→ **Problem**: Extract each item below word for word, and leave the pictures out of your answer.

→ **Material shown**:
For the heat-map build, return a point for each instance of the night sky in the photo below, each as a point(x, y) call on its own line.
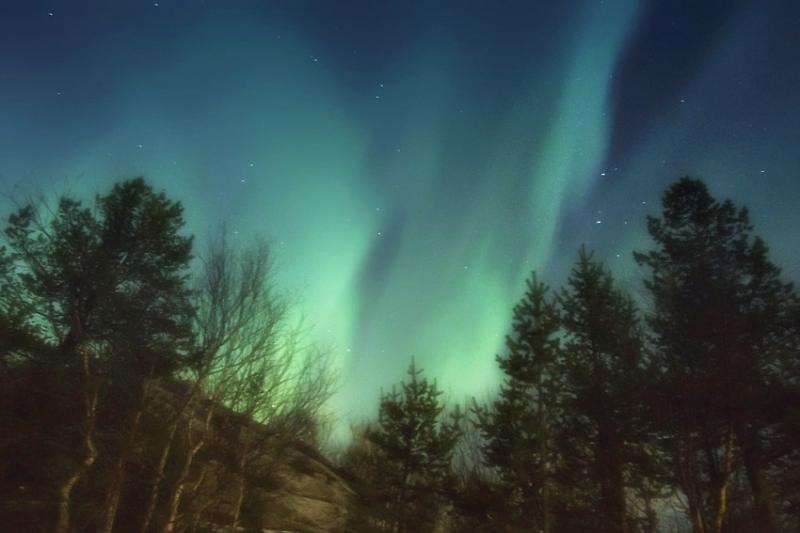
point(412, 162)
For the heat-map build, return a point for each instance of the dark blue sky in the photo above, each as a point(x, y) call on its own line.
point(412, 161)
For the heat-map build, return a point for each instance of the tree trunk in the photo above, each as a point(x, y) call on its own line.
point(240, 489)
point(158, 477)
point(763, 503)
point(722, 484)
point(612, 487)
point(115, 491)
point(181, 482)
point(90, 450)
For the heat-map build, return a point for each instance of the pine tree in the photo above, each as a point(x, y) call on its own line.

→ **Exercise solution**:
For the heat-map build, return a point for each instance of the night sky in the photo below, each as a point(x, y) call on its own line.
point(412, 162)
For the heat-map build, return a point for each instance of the dark blue sky in the photo above, each as a point(x, y) call on its own line.
point(412, 161)
For the heat-map build, return a point for each instance of the tree trunk in the photo above, each as a point(x, y) call on its own line.
point(240, 489)
point(158, 477)
point(763, 503)
point(722, 484)
point(612, 487)
point(115, 491)
point(181, 482)
point(90, 450)
For the heat-map build, return a point for each instance of the pine tree in the photo above, each as a point(x, y) call on its own line.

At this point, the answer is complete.